Start of Input records

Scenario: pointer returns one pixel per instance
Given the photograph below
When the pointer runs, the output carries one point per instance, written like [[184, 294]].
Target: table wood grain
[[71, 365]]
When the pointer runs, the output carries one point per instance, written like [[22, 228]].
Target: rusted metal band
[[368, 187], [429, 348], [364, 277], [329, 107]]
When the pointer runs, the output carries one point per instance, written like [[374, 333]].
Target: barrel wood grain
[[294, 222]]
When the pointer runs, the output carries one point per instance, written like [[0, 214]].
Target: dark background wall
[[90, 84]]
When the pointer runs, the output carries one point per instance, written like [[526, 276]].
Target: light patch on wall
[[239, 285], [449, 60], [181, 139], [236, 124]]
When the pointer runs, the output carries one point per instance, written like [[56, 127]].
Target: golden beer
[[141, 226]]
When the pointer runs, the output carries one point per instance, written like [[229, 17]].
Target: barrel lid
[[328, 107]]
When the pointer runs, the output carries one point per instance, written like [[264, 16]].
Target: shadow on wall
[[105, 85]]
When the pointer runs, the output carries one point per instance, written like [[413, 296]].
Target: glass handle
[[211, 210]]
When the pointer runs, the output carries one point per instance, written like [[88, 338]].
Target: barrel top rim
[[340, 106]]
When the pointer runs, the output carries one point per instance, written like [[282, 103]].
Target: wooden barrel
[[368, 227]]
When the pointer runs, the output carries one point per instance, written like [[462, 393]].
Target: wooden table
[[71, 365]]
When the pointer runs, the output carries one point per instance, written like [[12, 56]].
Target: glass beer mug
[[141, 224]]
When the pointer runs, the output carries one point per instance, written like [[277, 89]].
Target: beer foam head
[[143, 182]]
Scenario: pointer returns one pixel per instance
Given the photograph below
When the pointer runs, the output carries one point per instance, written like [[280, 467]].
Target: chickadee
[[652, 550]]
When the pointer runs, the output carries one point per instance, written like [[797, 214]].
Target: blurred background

End of Input records

Your goal: The reply should hold only the lines from the top of the records through the line that has "like [[277, 89]].", each one exact.

Answer to the exercise:
Scenario: pointer returns one pixel per instance
Given the photograph below
When the pointer runs, the output carries one point per instance, written like [[184, 294]].
Target: table wood grain
[[71, 365]]
When the pointer runs, the output carries one point per instance, written like [[22, 228]].
Target: rusted metal band
[[368, 187], [429, 348], [364, 277], [329, 107]]
When the pointer runs, the output carries one point per instance, written like [[374, 333]].
Target: barrel wood grain
[[294, 222]]
When the pointer runs, the output carries one point per instance, written like [[0, 214]].
Target: dark background wall
[[90, 84]]
When the pointer runs, the output carries one point per instance, written like [[526, 276]].
Target: light patch on wall
[[239, 285], [449, 60], [181, 139], [236, 124]]
When the pointer runs, the output carries one point per instance, written like [[56, 127]].
Target: golden beer
[[141, 226]]
When the pointer runs, the output carries one point per instance, written like [[229, 17]].
Target: barrel lid
[[328, 107]]
When the pointer runs, the output carries one point per instance, written like [[264, 16]].
Target: shadow on wall
[[105, 85]]
When the pointer runs, the output carries one point per instance, written like [[413, 296]].
Target: glass handle
[[211, 210]]
When the pointer runs, the output carries one point per instance, written like [[88, 338]].
Target: barrel top rim
[[340, 106]]
When the pointer runs, the output carries one point per instance, written like [[282, 103]].
Target: wooden barrel
[[368, 227]]
When the pointer runs, the output carries one point per instance, written like [[462, 393]].
Target: wooden table
[[71, 365]]
When the pointer runs, the output carries one point per instance, written like [[12, 56]].
Target: glass beer mug
[[141, 224]]
When the pointer runs, the output carries one point per instance, written like [[277, 89]].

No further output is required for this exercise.